- _WRITTEN PROBLEM A_:
Answer the following from the chip gain text below:
(i) What range of values is given for eff*g of Chip 10 relative to eff*g of Chip 9?
(ii) What systematic difference in the phi vs z ratio of eff*g is found when the LED holder is rotated by 90 degrees?
(iii) What range of values is given for eff*g (phi) relative to eff*g (z)?

- _SELECTED TEXT_:
We find the following range of values:
eff*g (Chip 10) = (0.94 - 0.98) eff*g (Chip 9)
This is well within the expected range of chip-to-chip gain variations.
If anything, in this case the Chip 9 / LG chip shows a slightly higher
gain than a neighboring good chip. We conclude that we
do not see any anomaly in the gain of a chip suffering from the
Chip 9 / LG problem.
Comparison of Phi vs Z Charge Collection Efficiency
Here the systematic uncertainty from summing the slopes is
worst because the LED spot is not circular. For example
we find a systematic difference in the phi vs z ratio of
eff*g of 6% when the LED holder is rotated by 90 degrees.
The results shown below remove this effect by averaging the
two sets of measurements, but an uncertainty due to different
summing algorithms remains:
eff*g (phi) = (0.86 - 1.00) eff*g (z)

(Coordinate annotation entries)
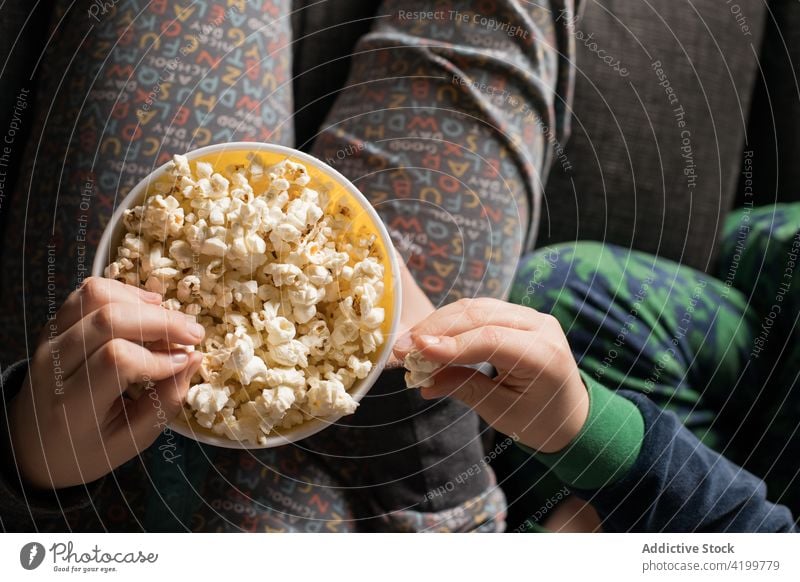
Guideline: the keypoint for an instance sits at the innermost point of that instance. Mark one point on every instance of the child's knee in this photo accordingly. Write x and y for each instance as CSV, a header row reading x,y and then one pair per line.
x,y
544,275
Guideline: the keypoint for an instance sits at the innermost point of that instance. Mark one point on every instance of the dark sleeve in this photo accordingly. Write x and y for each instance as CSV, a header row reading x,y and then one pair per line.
x,y
677,484
22,506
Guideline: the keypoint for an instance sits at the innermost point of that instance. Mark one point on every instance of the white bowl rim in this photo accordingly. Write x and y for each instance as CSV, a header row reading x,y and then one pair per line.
x,y
362,387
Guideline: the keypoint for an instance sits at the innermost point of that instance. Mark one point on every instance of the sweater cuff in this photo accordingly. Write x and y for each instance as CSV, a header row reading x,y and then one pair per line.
x,y
607,446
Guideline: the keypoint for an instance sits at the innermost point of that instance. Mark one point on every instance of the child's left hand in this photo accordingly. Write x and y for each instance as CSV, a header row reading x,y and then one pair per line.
x,y
537,394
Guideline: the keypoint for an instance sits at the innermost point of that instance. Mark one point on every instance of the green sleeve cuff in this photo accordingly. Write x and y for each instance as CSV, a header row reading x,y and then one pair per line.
x,y
607,446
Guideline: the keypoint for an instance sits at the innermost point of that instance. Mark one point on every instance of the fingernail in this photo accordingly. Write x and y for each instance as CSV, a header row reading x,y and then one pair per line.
x,y
404,343
196,330
150,296
430,340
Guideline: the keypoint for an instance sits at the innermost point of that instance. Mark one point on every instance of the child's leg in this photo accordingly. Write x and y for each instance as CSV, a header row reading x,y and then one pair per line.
x,y
123,88
639,323
444,166
148,81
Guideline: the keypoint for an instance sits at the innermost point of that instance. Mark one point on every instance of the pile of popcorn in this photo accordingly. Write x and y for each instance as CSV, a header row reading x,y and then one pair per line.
x,y
288,293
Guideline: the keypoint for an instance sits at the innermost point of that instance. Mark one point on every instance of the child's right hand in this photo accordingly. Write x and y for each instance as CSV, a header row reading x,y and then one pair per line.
x,y
70,423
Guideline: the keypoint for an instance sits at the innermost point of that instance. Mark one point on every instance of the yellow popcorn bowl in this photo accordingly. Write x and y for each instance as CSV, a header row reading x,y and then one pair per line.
x,y
338,189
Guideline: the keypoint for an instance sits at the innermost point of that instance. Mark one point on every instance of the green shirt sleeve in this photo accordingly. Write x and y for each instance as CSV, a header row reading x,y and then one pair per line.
x,y
607,446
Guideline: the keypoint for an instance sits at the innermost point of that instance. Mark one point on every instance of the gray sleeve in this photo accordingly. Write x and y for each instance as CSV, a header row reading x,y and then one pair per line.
x,y
22,506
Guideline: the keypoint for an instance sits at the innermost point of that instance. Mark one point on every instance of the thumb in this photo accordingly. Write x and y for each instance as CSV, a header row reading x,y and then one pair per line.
x,y
468,385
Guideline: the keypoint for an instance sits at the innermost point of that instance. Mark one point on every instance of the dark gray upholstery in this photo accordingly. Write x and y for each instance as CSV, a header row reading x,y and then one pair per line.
x,y
627,184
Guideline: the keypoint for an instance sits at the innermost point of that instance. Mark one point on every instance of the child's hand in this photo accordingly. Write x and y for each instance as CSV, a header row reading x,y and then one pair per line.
x,y
537,393
70,423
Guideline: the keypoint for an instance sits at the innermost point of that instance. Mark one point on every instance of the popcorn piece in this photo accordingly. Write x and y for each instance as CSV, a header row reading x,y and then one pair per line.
x,y
419,370
328,397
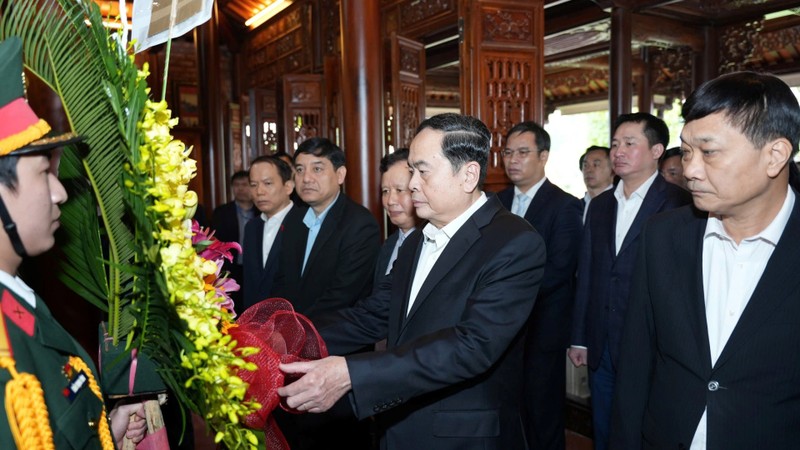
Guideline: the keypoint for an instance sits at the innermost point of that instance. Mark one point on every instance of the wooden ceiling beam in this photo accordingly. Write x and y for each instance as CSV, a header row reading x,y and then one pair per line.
x,y
656,30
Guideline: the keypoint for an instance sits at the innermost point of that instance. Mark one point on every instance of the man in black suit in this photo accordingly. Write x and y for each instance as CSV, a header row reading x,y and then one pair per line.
x,y
709,357
453,311
271,185
556,215
228,221
608,254
396,199
326,263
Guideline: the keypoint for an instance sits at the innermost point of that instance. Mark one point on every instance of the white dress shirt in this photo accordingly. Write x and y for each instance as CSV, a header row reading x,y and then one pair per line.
x,y
16,285
588,199
433,244
271,227
730,275
521,209
627,208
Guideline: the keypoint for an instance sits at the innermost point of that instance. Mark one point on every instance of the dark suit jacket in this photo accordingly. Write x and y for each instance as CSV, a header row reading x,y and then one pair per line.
x,y
340,266
257,276
452,374
225,222
604,277
665,372
557,216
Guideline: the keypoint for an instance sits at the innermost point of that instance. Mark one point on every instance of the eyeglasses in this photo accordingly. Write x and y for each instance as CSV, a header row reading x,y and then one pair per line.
x,y
508,153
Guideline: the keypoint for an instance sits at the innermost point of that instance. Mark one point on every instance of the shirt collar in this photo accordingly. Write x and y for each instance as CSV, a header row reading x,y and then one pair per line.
x,y
442,235
532,191
771,234
280,214
16,285
311,218
641,192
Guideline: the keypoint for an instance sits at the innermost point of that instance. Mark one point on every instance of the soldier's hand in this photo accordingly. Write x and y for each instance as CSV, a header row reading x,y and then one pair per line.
x,y
128,421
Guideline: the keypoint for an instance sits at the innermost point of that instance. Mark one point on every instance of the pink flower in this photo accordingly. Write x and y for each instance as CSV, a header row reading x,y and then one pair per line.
x,y
209,247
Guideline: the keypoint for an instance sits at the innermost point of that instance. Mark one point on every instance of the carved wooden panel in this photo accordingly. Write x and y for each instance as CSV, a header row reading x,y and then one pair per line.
x,y
280,48
508,97
507,26
331,27
405,98
737,46
502,62
672,72
303,109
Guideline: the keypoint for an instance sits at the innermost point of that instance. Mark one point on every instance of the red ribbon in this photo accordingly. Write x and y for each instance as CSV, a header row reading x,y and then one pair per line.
x,y
282,336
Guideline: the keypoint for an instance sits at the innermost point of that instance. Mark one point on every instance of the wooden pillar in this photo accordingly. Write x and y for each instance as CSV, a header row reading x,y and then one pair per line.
x,y
362,100
621,79
207,43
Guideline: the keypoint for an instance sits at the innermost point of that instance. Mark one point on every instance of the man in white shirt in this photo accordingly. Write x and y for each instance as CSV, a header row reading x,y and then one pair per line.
x,y
598,175
452,311
709,359
271,186
608,254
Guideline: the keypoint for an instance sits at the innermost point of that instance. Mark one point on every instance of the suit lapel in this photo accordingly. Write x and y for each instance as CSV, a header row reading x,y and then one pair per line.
x,y
401,280
691,269
327,228
506,197
456,249
778,284
539,201
651,204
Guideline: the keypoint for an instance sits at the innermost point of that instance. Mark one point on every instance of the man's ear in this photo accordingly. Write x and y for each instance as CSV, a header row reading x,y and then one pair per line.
x,y
341,172
543,155
780,152
472,174
657,150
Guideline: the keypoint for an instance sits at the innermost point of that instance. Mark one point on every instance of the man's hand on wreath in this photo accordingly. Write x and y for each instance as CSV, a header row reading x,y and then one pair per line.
x,y
323,383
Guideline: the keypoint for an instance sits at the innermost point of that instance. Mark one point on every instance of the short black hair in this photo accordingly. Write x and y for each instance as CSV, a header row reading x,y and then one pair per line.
x,y
655,130
760,105
542,138
593,148
284,170
465,139
669,153
399,155
240,174
322,147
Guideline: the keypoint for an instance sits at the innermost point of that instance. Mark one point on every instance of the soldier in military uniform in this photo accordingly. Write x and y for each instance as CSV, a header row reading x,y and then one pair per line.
x,y
48,384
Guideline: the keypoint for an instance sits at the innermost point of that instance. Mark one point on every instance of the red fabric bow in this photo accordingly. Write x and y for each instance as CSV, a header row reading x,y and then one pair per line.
x,y
283,336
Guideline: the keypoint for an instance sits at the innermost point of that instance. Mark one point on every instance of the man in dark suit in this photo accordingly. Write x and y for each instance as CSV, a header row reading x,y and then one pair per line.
x,y
228,221
556,215
709,358
329,257
608,253
326,263
396,199
271,185
453,310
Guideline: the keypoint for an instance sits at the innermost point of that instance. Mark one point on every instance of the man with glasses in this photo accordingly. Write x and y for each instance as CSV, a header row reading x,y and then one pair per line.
x,y
556,215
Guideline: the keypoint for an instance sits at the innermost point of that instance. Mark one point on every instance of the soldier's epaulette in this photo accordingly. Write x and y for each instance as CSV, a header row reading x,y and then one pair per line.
x,y
16,313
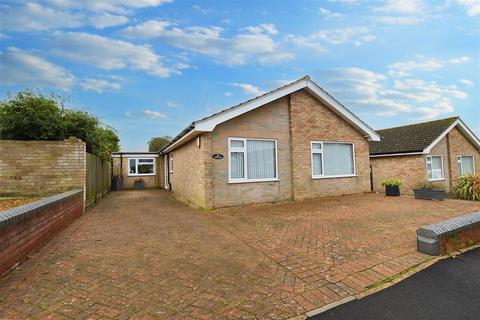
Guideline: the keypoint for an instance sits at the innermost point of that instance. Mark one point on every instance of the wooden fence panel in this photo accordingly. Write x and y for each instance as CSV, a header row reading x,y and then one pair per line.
x,y
98,181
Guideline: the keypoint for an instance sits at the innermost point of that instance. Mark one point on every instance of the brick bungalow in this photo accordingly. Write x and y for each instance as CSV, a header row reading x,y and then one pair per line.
x,y
436,151
292,143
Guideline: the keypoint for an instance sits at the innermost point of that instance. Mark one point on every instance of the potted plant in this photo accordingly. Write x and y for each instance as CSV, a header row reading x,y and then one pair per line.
x,y
430,191
138,184
467,187
117,179
392,186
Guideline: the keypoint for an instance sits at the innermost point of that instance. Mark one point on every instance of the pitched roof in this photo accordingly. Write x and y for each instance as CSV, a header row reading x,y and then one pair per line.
x,y
411,138
207,124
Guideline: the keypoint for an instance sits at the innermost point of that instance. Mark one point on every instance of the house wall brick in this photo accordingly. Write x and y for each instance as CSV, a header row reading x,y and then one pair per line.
x,y
149,181
271,121
30,226
188,180
440,149
311,120
459,145
293,121
41,167
410,169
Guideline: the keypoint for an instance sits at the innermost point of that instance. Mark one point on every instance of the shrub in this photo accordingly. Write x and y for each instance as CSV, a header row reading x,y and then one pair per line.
x,y
392,182
427,185
32,116
468,187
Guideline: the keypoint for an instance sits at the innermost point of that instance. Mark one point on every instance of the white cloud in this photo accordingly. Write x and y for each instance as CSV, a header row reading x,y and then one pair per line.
x,y
472,6
249,88
370,92
401,6
99,85
20,67
113,6
147,114
172,104
109,54
200,9
330,14
37,17
105,20
459,60
254,44
466,82
402,20
402,69
33,16
317,41
401,12
405,68
268,28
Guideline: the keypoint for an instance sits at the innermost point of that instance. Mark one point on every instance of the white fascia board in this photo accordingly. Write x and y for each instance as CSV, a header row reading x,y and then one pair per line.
x,y
469,133
395,154
191,134
135,155
209,124
463,127
440,137
320,93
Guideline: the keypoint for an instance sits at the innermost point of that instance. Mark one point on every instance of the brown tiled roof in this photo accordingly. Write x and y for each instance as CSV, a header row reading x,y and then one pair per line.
x,y
411,138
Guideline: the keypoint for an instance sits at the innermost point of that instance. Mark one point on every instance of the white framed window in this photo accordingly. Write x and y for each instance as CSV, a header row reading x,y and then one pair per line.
x,y
252,160
332,159
465,165
141,166
435,168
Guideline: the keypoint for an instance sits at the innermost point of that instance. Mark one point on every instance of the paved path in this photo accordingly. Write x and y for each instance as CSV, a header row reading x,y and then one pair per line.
x,y
142,255
450,289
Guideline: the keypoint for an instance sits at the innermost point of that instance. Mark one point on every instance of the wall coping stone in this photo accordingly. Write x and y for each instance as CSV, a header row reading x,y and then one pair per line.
x,y
17,214
451,226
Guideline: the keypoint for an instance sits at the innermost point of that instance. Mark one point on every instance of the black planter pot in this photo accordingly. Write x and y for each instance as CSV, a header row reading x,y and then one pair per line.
x,y
117,184
428,194
392,191
137,185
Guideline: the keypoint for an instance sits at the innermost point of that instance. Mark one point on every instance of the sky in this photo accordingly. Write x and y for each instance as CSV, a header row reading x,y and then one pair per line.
x,y
150,67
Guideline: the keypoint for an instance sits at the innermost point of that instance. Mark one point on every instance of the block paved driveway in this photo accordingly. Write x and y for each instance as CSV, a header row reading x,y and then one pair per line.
x,y
143,255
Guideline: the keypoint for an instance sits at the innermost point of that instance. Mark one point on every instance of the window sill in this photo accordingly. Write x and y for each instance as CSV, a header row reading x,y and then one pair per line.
x,y
334,177
252,181
140,174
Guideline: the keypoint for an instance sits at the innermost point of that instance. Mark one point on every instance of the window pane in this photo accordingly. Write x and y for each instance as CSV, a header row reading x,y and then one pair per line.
x,y
316,146
261,159
338,158
467,165
131,164
145,168
236,144
237,165
436,168
317,164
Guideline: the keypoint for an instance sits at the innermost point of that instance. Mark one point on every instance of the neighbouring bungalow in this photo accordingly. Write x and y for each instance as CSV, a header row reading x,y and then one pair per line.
x,y
436,151
292,143
132,166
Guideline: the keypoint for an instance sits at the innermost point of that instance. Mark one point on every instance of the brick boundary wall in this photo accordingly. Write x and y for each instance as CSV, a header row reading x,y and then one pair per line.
x,y
41,167
26,228
463,239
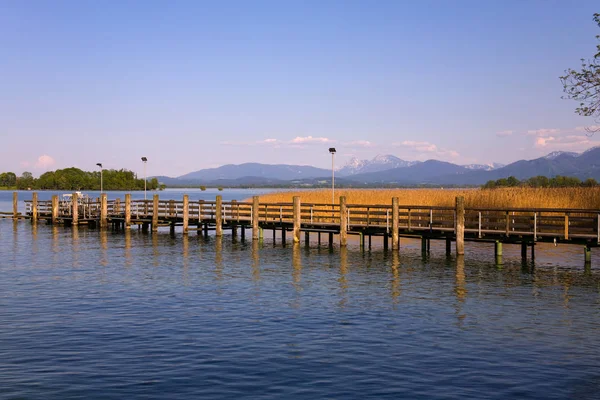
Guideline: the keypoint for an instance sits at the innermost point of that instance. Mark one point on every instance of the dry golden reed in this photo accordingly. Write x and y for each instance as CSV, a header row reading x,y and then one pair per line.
x,y
579,198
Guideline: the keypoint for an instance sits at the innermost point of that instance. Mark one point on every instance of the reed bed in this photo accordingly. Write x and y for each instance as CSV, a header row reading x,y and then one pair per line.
x,y
578,198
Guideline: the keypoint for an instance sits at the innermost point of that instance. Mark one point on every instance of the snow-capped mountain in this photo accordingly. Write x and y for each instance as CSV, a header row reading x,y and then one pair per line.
x,y
554,154
484,167
378,163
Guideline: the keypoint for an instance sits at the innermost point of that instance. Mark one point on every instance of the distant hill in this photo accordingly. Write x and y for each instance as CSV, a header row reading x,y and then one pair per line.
x,y
392,171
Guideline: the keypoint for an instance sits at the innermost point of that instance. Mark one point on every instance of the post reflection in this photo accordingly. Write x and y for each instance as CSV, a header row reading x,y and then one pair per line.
x,y
460,288
75,244
343,279
395,286
297,267
255,261
219,257
128,261
155,252
104,247
185,246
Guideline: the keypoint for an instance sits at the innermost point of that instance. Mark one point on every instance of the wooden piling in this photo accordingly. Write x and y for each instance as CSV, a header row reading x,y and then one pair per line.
x,y
186,213
219,216
103,211
155,213
460,225
54,209
254,217
15,205
75,209
343,221
297,219
127,210
395,224
34,207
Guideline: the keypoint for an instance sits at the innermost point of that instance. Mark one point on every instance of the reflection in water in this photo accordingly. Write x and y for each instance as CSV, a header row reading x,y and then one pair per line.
x,y
75,245
128,258
460,289
255,261
185,245
155,251
343,280
396,290
219,257
104,247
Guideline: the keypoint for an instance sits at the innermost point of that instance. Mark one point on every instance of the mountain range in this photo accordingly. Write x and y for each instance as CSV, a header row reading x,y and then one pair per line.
x,y
389,170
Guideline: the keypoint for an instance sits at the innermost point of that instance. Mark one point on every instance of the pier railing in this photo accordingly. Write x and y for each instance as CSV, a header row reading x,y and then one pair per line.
x,y
473,223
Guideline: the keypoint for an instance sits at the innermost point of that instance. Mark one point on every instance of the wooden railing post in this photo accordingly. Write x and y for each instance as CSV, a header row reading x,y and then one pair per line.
x,y
343,221
75,208
395,223
15,205
155,213
297,219
219,216
127,209
103,211
460,225
186,212
255,207
34,207
54,209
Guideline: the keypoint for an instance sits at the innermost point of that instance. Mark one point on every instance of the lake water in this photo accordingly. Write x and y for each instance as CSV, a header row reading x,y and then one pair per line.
x,y
100,314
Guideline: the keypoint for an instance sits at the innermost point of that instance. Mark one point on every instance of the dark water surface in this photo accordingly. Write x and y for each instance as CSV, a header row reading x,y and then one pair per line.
x,y
90,314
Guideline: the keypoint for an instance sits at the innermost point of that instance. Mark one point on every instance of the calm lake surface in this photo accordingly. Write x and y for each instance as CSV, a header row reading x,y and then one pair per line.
x,y
101,314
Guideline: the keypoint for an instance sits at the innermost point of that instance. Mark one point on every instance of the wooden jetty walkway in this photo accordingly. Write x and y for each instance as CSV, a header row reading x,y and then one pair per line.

- _WRITTEN PROBLEM B_:
Pick out each line of the records above that contains the word "tiled", and copy those lines in full.

- _WRITTEN REPLY A_:
(i) 0.94 - 0.98
(ii) 6%
(iii) 0.86 - 1.00

- _WRITTEN REPLY B_:
Guideline: the keypoint for an instance sits at the innermost point of that instance. Mark one point on every instance of the brown tiled roof in this photo accordingly. Write x and y for each instance as CSV, a header row reading x,y and then one pair per line.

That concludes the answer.